— start DATA SUPPLIED —

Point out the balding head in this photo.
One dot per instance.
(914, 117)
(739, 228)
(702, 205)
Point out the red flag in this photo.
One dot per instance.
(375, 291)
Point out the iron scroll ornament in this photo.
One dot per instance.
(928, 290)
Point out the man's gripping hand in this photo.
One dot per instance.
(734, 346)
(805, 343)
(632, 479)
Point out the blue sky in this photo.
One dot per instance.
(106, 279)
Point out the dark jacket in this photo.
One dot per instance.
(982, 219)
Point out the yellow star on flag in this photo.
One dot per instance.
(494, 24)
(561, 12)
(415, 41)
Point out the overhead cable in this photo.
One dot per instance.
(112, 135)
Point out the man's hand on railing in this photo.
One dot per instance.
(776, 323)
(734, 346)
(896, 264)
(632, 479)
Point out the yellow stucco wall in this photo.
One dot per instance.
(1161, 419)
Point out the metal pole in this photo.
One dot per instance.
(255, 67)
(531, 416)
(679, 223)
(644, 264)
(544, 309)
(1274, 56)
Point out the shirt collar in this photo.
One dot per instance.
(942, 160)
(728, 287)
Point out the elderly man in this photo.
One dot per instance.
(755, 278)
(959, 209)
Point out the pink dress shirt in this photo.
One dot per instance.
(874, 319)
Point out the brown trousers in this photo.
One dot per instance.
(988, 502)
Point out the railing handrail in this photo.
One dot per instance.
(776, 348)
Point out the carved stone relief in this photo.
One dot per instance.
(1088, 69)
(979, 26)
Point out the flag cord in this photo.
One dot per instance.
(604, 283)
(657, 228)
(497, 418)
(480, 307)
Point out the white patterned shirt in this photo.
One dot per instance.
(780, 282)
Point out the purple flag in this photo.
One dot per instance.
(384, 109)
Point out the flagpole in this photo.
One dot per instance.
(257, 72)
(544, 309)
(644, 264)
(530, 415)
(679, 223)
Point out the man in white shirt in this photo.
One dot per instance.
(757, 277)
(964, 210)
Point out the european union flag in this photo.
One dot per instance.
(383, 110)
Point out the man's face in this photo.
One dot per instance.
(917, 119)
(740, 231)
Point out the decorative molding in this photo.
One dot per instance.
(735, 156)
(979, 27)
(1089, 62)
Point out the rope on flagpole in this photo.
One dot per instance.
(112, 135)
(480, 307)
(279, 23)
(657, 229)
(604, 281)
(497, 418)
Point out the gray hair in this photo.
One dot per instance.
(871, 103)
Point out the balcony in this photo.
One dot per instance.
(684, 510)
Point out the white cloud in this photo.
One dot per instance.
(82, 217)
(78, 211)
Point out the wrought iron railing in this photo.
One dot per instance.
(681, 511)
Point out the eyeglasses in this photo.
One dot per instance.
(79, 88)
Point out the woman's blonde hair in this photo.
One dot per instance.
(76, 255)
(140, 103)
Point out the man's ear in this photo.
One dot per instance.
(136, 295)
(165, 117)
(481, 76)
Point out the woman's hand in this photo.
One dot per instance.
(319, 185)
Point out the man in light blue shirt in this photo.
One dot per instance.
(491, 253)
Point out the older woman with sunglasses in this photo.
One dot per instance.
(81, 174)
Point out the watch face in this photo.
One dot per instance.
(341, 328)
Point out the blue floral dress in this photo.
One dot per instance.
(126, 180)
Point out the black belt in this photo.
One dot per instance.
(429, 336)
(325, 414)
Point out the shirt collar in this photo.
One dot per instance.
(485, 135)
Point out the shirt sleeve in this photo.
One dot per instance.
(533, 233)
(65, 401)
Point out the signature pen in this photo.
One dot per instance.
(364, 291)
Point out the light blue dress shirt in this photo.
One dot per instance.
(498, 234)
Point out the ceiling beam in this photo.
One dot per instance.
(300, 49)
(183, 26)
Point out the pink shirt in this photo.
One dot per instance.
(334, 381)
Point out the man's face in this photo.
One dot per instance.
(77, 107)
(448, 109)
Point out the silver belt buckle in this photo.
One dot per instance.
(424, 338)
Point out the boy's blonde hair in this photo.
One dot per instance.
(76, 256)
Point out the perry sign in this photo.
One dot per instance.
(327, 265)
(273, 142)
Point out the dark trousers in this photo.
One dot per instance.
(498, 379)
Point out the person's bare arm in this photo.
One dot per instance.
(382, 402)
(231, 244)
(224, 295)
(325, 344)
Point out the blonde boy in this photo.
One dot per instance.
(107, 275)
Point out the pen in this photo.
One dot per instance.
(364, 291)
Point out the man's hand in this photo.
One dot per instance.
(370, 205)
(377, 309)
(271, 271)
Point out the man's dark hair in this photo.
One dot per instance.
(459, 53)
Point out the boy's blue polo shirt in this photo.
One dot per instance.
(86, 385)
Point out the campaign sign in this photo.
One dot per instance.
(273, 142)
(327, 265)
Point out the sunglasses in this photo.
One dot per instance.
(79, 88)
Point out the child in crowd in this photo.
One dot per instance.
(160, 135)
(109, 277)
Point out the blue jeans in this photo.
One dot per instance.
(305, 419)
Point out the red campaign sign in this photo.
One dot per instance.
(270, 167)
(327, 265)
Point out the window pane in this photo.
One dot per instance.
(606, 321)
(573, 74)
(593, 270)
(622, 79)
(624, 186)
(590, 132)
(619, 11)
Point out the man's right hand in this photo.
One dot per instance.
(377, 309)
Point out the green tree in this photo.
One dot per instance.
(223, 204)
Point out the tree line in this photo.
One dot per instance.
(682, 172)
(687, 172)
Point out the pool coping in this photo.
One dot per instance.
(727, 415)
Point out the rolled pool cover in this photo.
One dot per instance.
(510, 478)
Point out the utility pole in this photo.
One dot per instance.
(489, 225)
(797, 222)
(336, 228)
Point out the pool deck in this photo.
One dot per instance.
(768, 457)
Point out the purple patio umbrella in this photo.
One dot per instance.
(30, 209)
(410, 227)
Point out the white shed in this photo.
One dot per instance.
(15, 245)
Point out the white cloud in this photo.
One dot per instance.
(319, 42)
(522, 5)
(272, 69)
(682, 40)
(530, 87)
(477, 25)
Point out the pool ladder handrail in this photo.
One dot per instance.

— end DATA SUPPLIED —

» **TASK DETAILS**
Revise every one of the entries above by changing "One dot per instance" to "Place one dot on each instance", keeping all other text the same.

» **EXERCISE OUTPUT**
Point out the balding head in this photo.
Place one dot on each instance.
(914, 117)
(739, 228)
(702, 205)
Point out the red flag in this photo.
Place one dot on each instance.
(375, 291)
Point out the iron scroll ornament in this photo.
Place one dot on each instance.
(928, 290)
Point out the man's gripping hand in this photo.
Place one dot on each instance.
(734, 346)
(805, 343)
(632, 479)
Point out the blue sky in this photo.
Place one dot on each instance.
(106, 279)
Point out the dark jacket in this photo.
Place one dot on each instance.
(982, 219)
Point out the yellow star on flag in this photo.
Place one dot on each instance.
(494, 24)
(561, 12)
(415, 41)
Point out the overhead cable in this photo.
Place one dot on each instance.
(112, 135)
Point out the man's hand on railing in this photo.
Place one dot on each instance.
(776, 323)
(734, 346)
(896, 264)
(632, 479)
Point out the yellow stucco wall in this photo.
Place one dot on each instance.
(1161, 419)
Point out the metal pole in this photo.
Place one dot on each instance.
(255, 67)
(531, 416)
(679, 223)
(644, 264)
(544, 309)
(1274, 56)
Point out the shirt collar in this photo.
Place one dot on each instance.
(942, 160)
(728, 287)
Point out the elderly man in this photo.
Place one dot on each instance.
(755, 278)
(959, 209)
Point out the pink dress shirt in this photo.
Place one dot on each instance.
(874, 319)
Point out the brown trousers in this photo.
Place one dot on each instance.
(988, 502)
Point out the railing handrail in this photo.
Place one dot on each instance.
(776, 348)
Point out the carved stone relief in this photo.
Place one dot on each instance.
(1088, 69)
(979, 26)
Point out the flag cord in this photo.
Place one dot on each instance.
(604, 283)
(657, 228)
(497, 418)
(480, 307)
Point out the white patterned shirt in this photo.
Place one dot on each instance.
(780, 282)
Point out the purple flag in this photo.
Place one dot on each instance.
(384, 109)
Point out the flagpole in this photo.
Place one dot on each instance.
(257, 72)
(544, 309)
(644, 264)
(530, 415)
(679, 223)
Point out the man in white shirt in this photo.
Place one dot on each instance.
(757, 277)
(964, 210)
Point out the european union flag in this photo.
Place one dot on each instance.
(383, 110)
Point out the man's face in this photo.
Place one dot on each instance.
(917, 119)
(740, 231)
Point out the decorative molding in this photo.
Place one dot on each instance.
(735, 156)
(979, 27)
(1089, 62)
Point out the rope on flagpole in this photo.
Place one dot on each instance.
(112, 135)
(480, 307)
(279, 23)
(657, 229)
(604, 281)
(497, 418)
Point out the gray hair in this photo.
Place one dot on each instance.
(871, 103)
Point out the balcony in this photo.
Place one dot on each instance.
(684, 510)
Point out the white cloud in this photo.
Place one dot on each instance.
(82, 217)
(78, 211)
Point out the wrought iron railing in this photo.
Place one dot on each instance.
(681, 511)
Point out the eyeglasses in this photo.
Place one dot on each instance.
(79, 88)
Point out the woman's blonde hair in this photo.
Place one dot on each instance.
(76, 255)
(140, 103)
Point out the man's ear in this photo.
Place one dot on each instance.
(136, 295)
(165, 117)
(481, 76)
Point out the woman's hand in this photo.
Place one dot on each instance.
(319, 185)
Point out the man in light blue shirt in this photo.
Place one dot on each instance.
(491, 253)
Point out the older woman with sunglasses in this photo.
Place one dot on each instance.
(81, 174)
Point out the watch face in this photo.
Place one dot on each instance.
(341, 328)
Point out the blue floral dress in this photo.
Place one dot on each instance.
(126, 180)
Point out the black belt in this photo.
Place one dot on each instance.
(429, 336)
(325, 414)
Point out the shirt collar in this photo.
Place one dot on each instance.
(485, 135)
Point out the shirt sleeve in this photo.
Place one dot on each instance.
(533, 233)
(65, 401)
Point out the signature pen in this photo.
Place one dot on each instance.
(364, 291)
Point out the light blue dress shirt in this photo.
Place one dot on each instance.
(498, 234)
Point out the ceiling beam in this photo.
Place one dot on each instance.
(300, 49)
(183, 26)
Point out the pink shirt in this photo.
Place one dot on each instance.
(334, 381)
Point out the man's face in this photo.
Place one dot on each instance.
(77, 107)
(448, 109)
Point out the silver belt buckle in this photo.
Place one dot on each instance.
(424, 338)
Point out the boy's blonde hair in this photo.
Place one dot on each instance.
(76, 256)
Point out the perry sign in this photo.
Place one dot on each instance.
(327, 265)
(273, 142)
Point out the dark trousers in this photo.
Place one dot on each instance.
(498, 379)
Point out the person's bare arm in this photo.
Place one dot on each instance.
(382, 402)
(231, 244)
(224, 295)
(325, 344)
Point out the blonde boy in this photo.
Place one dot on each instance.
(107, 275)
Point out the pen in this photo.
Place one dot on each instance.
(364, 291)
Point out the man's hand in this photo.
Place one dot on each instance.
(370, 205)
(377, 309)
(271, 271)
Point out the man's dark hair in this photo.
Place one dot on each instance.
(459, 53)
Point out the boy's blue polo shirt in this photo.
Place one dot on each instance.
(86, 385)
Point out the campaign sign in this photo.
Place one dot on each instance.
(273, 142)
(327, 265)
Point out the sunglasses in this photo.
Place one dot on each instance.
(79, 88)
Point out the child in crowd in this photo.
Place one dot on each instance.
(160, 135)
(109, 277)
Point out the blue jeans in this photo.
Place one dot on each instance.
(305, 419)
Point out the red campaign sign in this photo.
Place one dot on each instance.
(270, 167)
(327, 265)
Point out the window pane in this photo.
Place one dot on each instance.
(606, 321)
(573, 74)
(593, 270)
(622, 79)
(624, 186)
(590, 132)
(619, 11)
Point out the man's right hand in this photo.
Place one dot on each instance.
(377, 309)
Point out the green tree in this photo.
Place one dot on each instance.
(223, 204)
Point out the tree line in this photo.
Place one dot on each instance.
(682, 172)
(687, 172)
Point out the pool coping in this photo.
Place one dot on each instance.
(727, 415)
Point out the rolled pool cover in this photo.
Place one dot on each instance.
(510, 478)
Point out the utility pole in this photo.
Place one dot on each instance.
(489, 225)
(797, 222)
(336, 228)
Point out the pool deck in this photo.
Place one dot on each instance.
(768, 457)
Point out the purple patio umbrella in this photo.
Place one dot on each instance.
(30, 209)
(410, 227)
Point out the white shed in this photo.
Place one dot on each instance.
(15, 245)
Point out the white cloud in this photo.
Place one dot on each instance.
(319, 42)
(522, 5)
(272, 69)
(682, 40)
(530, 87)
(477, 25)
Point out the pool ladder handrail in this photo.
Place one dot on each instance.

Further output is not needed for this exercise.